● **GIVEN REQUEST**
What's needed is an exact copy of the lines from the one that contains "Can you locate the insect leg" to the end of the data below, leaving the pictures out.

************

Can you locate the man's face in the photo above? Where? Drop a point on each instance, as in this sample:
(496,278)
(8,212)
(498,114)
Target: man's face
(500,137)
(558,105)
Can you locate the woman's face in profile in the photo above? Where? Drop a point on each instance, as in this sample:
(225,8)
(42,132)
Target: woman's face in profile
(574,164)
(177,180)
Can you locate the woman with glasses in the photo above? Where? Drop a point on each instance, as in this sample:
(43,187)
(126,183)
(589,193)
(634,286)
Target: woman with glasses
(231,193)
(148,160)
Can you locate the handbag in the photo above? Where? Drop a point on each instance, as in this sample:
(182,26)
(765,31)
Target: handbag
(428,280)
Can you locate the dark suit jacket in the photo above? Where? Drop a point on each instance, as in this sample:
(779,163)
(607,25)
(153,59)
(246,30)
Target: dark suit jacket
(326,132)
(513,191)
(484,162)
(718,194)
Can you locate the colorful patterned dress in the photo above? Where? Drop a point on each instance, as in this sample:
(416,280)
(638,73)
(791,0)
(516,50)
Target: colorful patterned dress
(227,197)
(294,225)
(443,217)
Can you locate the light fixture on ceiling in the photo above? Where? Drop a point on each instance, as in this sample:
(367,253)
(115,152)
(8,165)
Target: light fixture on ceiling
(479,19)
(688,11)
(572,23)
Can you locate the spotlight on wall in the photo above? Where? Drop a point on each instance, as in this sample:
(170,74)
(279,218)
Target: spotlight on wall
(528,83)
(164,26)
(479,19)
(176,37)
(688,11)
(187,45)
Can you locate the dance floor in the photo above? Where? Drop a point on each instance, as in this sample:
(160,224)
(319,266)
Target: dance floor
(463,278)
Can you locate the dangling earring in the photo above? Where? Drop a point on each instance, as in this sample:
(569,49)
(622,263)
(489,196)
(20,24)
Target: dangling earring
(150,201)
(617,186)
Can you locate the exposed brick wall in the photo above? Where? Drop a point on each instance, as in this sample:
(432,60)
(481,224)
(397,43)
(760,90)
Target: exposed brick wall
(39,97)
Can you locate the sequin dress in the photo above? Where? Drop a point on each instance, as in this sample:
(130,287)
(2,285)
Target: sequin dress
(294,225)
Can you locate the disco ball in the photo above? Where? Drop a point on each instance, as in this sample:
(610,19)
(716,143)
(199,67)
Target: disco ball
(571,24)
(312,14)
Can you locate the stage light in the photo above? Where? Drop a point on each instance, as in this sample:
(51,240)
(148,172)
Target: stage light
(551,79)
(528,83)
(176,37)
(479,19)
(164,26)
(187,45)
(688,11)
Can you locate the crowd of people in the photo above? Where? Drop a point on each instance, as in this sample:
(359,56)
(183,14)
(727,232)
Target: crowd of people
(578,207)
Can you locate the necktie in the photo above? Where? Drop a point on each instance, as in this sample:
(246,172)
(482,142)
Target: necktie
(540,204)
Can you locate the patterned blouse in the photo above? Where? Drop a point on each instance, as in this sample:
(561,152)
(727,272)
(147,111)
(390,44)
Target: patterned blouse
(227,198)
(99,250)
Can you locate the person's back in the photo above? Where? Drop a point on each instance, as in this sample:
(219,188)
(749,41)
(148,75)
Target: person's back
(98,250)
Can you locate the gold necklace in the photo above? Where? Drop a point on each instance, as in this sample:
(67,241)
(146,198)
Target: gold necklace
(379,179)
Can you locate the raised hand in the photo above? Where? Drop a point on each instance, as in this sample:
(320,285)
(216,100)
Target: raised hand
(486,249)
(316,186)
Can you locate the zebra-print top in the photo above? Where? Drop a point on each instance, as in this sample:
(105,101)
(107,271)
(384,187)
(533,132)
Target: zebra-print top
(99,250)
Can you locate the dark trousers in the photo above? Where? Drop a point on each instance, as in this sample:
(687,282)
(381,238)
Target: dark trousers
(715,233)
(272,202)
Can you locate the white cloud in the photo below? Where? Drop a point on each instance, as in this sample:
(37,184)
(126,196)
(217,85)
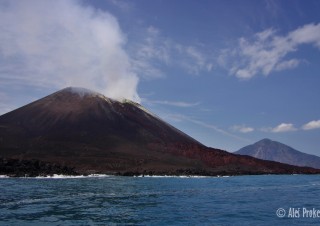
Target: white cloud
(281,128)
(62,43)
(242,128)
(267,51)
(311,125)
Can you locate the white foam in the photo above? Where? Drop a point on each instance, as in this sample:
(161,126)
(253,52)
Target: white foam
(60,176)
(171,176)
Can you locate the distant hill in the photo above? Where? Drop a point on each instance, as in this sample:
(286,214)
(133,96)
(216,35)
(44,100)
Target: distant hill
(90,133)
(272,150)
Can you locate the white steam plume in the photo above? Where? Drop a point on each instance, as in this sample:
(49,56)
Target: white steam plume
(45,43)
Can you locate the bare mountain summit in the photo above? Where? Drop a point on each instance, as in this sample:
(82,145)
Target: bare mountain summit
(275,151)
(90,133)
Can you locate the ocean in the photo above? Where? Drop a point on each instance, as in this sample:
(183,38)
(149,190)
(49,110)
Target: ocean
(115,200)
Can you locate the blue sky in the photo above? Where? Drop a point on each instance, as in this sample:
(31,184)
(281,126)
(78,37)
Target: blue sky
(228,73)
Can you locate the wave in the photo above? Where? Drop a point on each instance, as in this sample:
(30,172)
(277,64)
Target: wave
(171,176)
(61,176)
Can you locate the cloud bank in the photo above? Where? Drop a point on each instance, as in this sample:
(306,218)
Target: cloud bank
(311,125)
(62,43)
(242,129)
(268,52)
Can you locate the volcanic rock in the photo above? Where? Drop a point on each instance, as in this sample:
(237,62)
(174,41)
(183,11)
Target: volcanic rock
(90,133)
(275,151)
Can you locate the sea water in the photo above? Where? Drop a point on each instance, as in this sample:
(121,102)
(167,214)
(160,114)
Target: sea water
(113,200)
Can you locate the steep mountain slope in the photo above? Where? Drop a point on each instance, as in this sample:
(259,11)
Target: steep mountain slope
(271,150)
(89,132)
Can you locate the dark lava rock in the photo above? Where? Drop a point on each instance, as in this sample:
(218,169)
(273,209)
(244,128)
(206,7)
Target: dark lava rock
(91,133)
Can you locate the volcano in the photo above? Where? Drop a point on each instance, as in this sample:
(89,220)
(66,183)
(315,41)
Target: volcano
(91,133)
(272,150)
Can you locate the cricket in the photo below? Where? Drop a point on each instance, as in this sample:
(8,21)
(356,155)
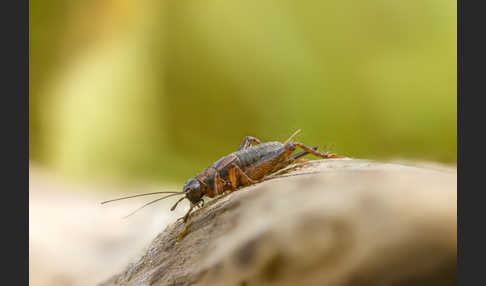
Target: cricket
(248,165)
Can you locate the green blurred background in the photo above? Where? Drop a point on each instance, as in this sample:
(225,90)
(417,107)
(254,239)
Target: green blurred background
(158,90)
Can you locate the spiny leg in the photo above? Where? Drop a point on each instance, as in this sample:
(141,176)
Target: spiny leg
(235,173)
(218,185)
(313,151)
(296,157)
(247,142)
(186,216)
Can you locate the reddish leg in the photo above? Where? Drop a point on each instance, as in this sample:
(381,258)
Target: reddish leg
(247,142)
(218,184)
(235,174)
(314,151)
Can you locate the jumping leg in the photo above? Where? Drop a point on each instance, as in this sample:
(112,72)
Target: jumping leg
(296,157)
(247,142)
(313,151)
(235,174)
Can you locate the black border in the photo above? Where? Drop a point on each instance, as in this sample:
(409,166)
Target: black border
(15,141)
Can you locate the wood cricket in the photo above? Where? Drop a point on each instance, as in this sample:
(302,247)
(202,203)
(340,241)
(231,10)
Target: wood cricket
(246,166)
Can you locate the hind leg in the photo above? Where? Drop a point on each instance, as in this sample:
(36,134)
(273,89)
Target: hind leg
(313,151)
(297,157)
(247,142)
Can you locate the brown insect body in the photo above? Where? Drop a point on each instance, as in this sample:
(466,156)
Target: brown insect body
(246,166)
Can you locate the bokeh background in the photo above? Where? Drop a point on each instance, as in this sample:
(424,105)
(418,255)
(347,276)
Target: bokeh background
(148,91)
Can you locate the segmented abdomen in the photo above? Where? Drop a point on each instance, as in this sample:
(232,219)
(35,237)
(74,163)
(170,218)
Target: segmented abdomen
(249,156)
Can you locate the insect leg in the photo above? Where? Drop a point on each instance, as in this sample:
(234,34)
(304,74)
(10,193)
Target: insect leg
(315,152)
(247,142)
(186,216)
(218,184)
(235,173)
(296,157)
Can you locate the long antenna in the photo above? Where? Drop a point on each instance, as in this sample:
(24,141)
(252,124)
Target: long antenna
(149,203)
(292,136)
(140,195)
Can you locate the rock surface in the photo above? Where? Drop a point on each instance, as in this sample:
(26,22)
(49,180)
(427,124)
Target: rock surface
(324,222)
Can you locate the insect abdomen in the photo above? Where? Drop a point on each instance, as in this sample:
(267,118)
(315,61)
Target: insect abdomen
(253,154)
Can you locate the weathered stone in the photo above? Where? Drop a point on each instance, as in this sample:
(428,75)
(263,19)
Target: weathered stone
(324,222)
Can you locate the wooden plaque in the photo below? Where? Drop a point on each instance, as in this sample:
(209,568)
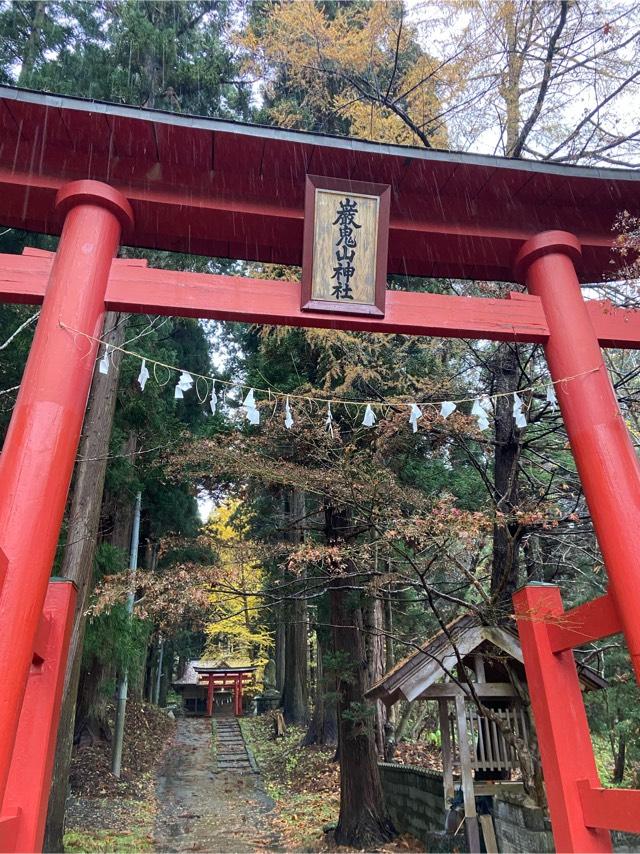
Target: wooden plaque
(346,231)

************

● **ANSWER BELOW**
Can you locate the insect leg in the photo above? Where? Drop a point on each instance, as in this sample:
(234,34)
(304,74)
(10,193)
Target: insect leg
(315,152)
(247,142)
(186,216)
(218,184)
(235,173)
(296,157)
Can you locate the long antenna in the photo above? Where? Drop a point on each instance, as in this sample:
(24,141)
(252,124)
Target: long antenna
(149,203)
(292,136)
(140,195)
Can you locate the rock surface in the photo above? Where? Drop a point on each instance, as in this sample:
(26,22)
(49,180)
(427,124)
Target: rock surface
(324,222)
Can you locate the insect abdomen in the photo above? Where? Drop a point on each instance, as in this sample:
(267,118)
(315,61)
Target: insect abdomen
(253,154)
Can you locate the weathered stone in the photo above? Where? Drop a point on each instance, as in this sample:
(428,75)
(263,19)
Target: weathered stone
(324,222)
Can you locate the wooden plaque in the photo below? Where? Drop a point on each instance, as in this sample:
(209,568)
Target: wooden plaque
(346,231)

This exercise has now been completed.